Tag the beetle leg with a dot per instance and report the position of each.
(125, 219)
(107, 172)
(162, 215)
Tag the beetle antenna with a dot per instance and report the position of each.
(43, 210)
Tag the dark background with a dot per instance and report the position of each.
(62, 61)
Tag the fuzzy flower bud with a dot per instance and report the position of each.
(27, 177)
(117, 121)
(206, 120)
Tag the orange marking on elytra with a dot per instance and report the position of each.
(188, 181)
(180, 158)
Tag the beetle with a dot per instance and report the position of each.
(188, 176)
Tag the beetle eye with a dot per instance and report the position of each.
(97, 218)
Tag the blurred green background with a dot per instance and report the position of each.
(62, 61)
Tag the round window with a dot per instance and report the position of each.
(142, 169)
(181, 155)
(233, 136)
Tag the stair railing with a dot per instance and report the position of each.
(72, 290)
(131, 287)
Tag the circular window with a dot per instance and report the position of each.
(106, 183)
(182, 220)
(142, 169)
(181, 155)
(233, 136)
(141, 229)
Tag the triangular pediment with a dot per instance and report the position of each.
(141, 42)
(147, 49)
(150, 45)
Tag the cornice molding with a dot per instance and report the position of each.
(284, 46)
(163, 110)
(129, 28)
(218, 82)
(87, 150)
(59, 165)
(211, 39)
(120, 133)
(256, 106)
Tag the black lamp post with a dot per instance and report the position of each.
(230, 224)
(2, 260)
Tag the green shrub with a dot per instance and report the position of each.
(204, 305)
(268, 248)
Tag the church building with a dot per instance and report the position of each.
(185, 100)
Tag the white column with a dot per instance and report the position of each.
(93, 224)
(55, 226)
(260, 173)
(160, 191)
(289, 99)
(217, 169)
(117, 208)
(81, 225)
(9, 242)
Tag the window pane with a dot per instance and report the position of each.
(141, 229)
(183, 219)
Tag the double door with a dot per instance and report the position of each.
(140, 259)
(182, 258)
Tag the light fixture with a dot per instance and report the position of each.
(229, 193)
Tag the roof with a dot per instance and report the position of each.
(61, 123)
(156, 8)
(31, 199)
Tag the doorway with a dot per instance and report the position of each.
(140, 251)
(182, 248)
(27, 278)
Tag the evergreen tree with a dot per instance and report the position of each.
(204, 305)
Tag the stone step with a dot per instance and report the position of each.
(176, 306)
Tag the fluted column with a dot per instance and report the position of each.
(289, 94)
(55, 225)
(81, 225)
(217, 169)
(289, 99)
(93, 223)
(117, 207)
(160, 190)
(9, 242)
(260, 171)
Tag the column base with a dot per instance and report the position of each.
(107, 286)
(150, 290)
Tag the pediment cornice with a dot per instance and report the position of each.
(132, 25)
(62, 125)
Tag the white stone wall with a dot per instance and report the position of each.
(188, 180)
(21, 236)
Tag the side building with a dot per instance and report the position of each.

++++++++++

# THE TASK:
Repeat only the stretch of lines that opens with the line containing "Tag the triangular" and closes with the final line of the entries, both included, exactly as written.

# EXERCISE RESULT:
Tag the triangular pediment with a dot per instance and report the position of each.
(141, 42)
(147, 49)
(150, 45)
Tag the cornice molding with a dot per instance and report the position of each.
(284, 46)
(163, 110)
(129, 28)
(218, 82)
(87, 150)
(59, 165)
(211, 39)
(120, 133)
(256, 106)
Tag the black lamp post with a dot per instance and report the position of each.
(230, 224)
(2, 260)
Tag the green shrub with a dot per instance and report the position of each.
(204, 305)
(268, 248)
Tag the church building with a dot per instance and report the position of each.
(185, 100)
Tag the white column with a dot per instance and report the position of each.
(93, 224)
(55, 226)
(260, 173)
(160, 191)
(289, 99)
(217, 169)
(117, 208)
(81, 225)
(9, 242)
Tag the window pane with a dot per instance and report the position of each.
(141, 229)
(183, 219)
Tag the double door with a dot per instance and report the position of each.
(140, 259)
(182, 258)
Tag the light fixture with a dot per instance and report the position of each.
(229, 193)
Tag the roof with a dot per instance and report the position of each.
(61, 123)
(156, 8)
(31, 199)
Tag the doorway with a dot per instance and report the position of each.
(140, 251)
(182, 248)
(27, 278)
Tag the evergreen tree with a dot per instance and report the position of each.
(204, 305)
Tag the stone step with a dot per instance and report the position of each.
(176, 306)
Tag the fluted column with a dot per instance and report the position of each.
(289, 94)
(55, 225)
(81, 225)
(217, 169)
(289, 99)
(93, 223)
(117, 207)
(160, 190)
(9, 242)
(260, 171)
Tag the column base with a dot per instance and report the position of each.
(107, 286)
(150, 290)
Tag the pediment cornice with a dot per instance and report the position of each.
(132, 25)
(62, 125)
Tag the white stone wall with a dot per instance and report the position of each.
(188, 180)
(21, 236)
Tag the side building with a dot per instance and report the position of each.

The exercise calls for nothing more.